| Given instruction 1 |
In the records that follow the article, reproduce the lines from the one with "Target: concrete steps" up to and including the one with "M 423 228 L", character for character.

| Source passage |
-=-=-=-=-
We need to understand a little bit about the two forms available to us when looking at the past tense of “wear.” It’s a commonly misused word because it follows irregular past tense verb forms. This article will explain how you can use it correctly.
Wore or Worn: Which Is Correct?
“Wore” is the simple past tense of the verb “to wear.” We use it when somebody was “wearing” something in the past. “Worn” is the past participle of the same verb, which is part of the perfect tense, but it requires an auxiliary verb before we can create this.
Some examples of each form might help you to understand them better:
- I wore the same dress three days in a row, and nobody noticed.
- I have worn this outfit before, but I think I can get away with it.
And you might benefit from remembering the forms like this:
When Is “Wore” Correct?
A pronoun is the only thing we need to use when writing with “wore.” It’s a simple form, which doesn’t require much brainpower to get correct.
“Wore” is correct whenever talking about the past. We use it to mention that someone “wore” something previously.
No matter what pronoun we use, “wore” will always keep the same form. Unlike most present tense verbs, “wore” will look the same regardless, as you can see in the following ways:
- I wore
- You wore
- They wore
- It wore
Example Sentences Using “Wore”
- You wore that outfit yesterday. Don’t wear it again.
- I think he wore that already, but you can always ask him.
- I wore that before, and I must say that I loved the comfort!
- You wore these out last night!
- We wore matching outfits, but we didn’t plan for that to happen!
- They wore the same thing. Did you notice?
- He wore what he wanted to, and you have to give him credit for that!
“Wore” works to talk about someone “wearing” something in the past tense. The action has already happened, and there is nothing more that can be done to change that.
When Is “Worn” Correct?
“Worn” is the past participle. We need to rely on auxiliary verbs whenever we want to use this correctly in sentences.
“Worn” is correct when an auxiliary verb like “have” accompanies it. Without “have,” “worn” will have very little meaning (and will be grammatically correct). Using auxiliary verbs turns “worn” into one of three potential perfect tenses.
The three perfect tenses vary in the form of “have,” but “worn” will always stay the same.
- Past perfect: Had worn
- Present perfect: Have worn
- Future perfect: Will have worn
The past perfect and future perfect aren’t nearly as common as the present perfect. However, you can see that they both do something to the verb form of “have,” which is what we use to remind us of whichever tense we’re writing with.
Example sentences using “Worn”
Breaking this part into sections will be the best way for you to understand the differences between the perfect tenses. So, make sure you pay attention to the tenses you have the most difficulty with!
- I had worn the same outfit every day for three years before he came along and told me off.
- You had worn the same boxers for three days before I finally threw them in the laundry!
“Had worn” is the past perfect tense. It works by talking about someone “wearing” something before something else happened or that “wearing” something in the past has some kind of impact on what’s going on in the present.
- You have worn that dress before, and I can tell how much you still love wearing it.
- She has worn the same thing already, but you can’t tell her that I noticed that!
“Have worn” gives us the present perfect tense. We use it to talk about “wearing” something in the past and continuing to do so or just finishing doing so in the present.
- We will have worn matching outfits for every public event by the end of the month.
-=-=-=-=-
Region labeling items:
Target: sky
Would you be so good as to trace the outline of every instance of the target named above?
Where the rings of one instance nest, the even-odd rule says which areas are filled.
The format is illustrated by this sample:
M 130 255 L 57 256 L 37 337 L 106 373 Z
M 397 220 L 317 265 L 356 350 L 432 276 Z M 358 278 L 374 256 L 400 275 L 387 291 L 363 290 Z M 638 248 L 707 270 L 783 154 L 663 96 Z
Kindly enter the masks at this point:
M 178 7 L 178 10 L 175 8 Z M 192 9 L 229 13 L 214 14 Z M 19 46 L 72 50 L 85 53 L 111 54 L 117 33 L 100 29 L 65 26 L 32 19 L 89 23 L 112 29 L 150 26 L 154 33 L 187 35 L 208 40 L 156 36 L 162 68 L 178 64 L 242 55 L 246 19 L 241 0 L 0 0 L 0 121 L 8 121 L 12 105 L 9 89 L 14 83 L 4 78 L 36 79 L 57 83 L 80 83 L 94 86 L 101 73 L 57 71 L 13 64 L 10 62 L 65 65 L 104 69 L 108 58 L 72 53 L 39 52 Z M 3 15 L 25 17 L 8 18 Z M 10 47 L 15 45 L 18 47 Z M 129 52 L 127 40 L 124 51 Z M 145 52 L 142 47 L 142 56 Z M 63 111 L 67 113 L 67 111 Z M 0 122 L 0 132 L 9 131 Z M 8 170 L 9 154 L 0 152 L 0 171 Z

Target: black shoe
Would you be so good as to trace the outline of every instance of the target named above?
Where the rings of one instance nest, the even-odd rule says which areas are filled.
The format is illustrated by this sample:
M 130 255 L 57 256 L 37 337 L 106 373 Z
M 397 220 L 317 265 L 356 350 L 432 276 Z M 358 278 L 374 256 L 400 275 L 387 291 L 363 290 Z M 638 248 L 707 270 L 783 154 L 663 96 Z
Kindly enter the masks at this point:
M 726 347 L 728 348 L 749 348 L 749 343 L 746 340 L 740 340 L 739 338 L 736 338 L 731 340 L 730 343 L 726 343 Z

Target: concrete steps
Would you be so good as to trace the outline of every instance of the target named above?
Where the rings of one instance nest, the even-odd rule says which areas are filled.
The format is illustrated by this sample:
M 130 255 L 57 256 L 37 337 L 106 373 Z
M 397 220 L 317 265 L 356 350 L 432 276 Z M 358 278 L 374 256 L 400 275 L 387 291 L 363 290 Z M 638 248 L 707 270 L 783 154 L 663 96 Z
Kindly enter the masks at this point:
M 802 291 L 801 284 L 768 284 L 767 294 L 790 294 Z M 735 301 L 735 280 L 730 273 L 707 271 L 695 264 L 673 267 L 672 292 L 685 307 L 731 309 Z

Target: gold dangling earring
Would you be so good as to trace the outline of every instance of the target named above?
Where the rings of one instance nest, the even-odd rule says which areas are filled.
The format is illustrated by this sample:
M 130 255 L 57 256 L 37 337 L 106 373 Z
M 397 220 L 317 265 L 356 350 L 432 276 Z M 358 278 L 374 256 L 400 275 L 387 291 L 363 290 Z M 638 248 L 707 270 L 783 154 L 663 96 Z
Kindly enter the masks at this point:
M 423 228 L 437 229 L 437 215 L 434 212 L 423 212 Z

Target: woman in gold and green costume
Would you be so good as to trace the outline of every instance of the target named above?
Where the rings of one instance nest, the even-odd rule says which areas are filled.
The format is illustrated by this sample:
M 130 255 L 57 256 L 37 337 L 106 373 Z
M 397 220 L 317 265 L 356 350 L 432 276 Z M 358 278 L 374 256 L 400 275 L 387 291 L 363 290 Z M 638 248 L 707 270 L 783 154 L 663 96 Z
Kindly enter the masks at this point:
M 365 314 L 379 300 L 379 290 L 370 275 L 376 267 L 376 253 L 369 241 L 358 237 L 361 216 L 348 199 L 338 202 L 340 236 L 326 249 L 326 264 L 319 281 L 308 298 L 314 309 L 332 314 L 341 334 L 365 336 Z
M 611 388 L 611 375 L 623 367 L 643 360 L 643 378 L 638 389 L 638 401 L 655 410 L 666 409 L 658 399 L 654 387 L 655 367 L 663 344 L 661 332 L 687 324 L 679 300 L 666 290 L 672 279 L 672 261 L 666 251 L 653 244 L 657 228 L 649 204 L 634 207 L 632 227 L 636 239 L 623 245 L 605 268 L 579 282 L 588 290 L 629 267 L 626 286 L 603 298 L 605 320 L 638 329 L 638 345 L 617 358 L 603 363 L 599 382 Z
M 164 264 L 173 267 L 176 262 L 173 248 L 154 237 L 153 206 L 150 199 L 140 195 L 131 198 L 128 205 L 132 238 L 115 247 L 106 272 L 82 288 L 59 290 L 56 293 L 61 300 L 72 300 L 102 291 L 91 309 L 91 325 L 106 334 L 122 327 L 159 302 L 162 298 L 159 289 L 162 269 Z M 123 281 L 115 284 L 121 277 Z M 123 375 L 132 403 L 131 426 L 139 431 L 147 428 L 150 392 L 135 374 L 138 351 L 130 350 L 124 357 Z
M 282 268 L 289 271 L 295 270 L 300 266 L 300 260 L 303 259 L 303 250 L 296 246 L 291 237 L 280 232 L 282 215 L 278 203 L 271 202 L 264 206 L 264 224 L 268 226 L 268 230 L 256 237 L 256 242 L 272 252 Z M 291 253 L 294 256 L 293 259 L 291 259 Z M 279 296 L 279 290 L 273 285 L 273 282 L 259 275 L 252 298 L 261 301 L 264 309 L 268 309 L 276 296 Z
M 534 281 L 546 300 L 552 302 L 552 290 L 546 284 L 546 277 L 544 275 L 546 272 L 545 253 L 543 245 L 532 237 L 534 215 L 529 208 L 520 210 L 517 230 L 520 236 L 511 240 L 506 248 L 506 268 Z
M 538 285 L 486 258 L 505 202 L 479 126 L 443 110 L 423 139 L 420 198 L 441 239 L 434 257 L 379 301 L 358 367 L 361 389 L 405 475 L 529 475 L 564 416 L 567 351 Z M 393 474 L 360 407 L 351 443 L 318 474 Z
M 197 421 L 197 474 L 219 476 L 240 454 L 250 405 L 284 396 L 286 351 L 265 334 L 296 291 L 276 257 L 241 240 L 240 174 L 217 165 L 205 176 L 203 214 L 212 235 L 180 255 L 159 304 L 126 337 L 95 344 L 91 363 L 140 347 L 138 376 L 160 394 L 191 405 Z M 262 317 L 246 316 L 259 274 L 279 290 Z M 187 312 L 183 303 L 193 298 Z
-=-=-=-=-
| Given instruction 2 |
Reproduce the passage of the article on "wore" versus "worn" verbatim, from "- We wore matching" up to and including "credit for that!".

| Answer 1 |
Target: concrete steps
Would you be so good as to trace the outline of every instance of the target named above?
Where the rings of one instance nest, the even-odd rule says which areas are filled.
The format is illustrated by this sample:
M 130 255 L 57 256 L 37 337 L 106 373 Z
M 397 220 L 317 265 L 356 350 L 432 276 Z M 358 278 L 374 256 L 400 275 L 387 291 L 363 290 Z M 638 248 L 707 270 L 783 154 L 663 96 Z
Kindly enter the masks at this point:
M 802 291 L 801 284 L 768 284 L 767 294 L 790 294 Z M 735 301 L 735 280 L 730 273 L 707 271 L 695 264 L 673 267 L 672 292 L 685 307 L 731 309 Z

Target: gold dangling earring
Would you be so good as to trace the outline of every instance of the target named above?
Where the rings of one instance nest, the even-odd rule says which areas are filled.
The format is illustrated by this sample:
M 130 255 L 57 256 L 37 337 L 106 373 Z
M 397 220 L 317 265 L 356 350 L 432 276 Z M 358 278 L 374 256 L 400 275 L 387 291 L 363 290 Z M 638 248 L 707 270 L 783 154 L 663 96 Z
Kindly enter the masks at this point:
M 423 228 L 437 229 L 437 215 L 434 212 L 423 212 Z

| Answer 2 |
- We wore matching outfits, but we didn’t plan for that to happen!
- They wore the same thing. Did you notice?
- He wore what he wanted to, and you have to give him credit for that!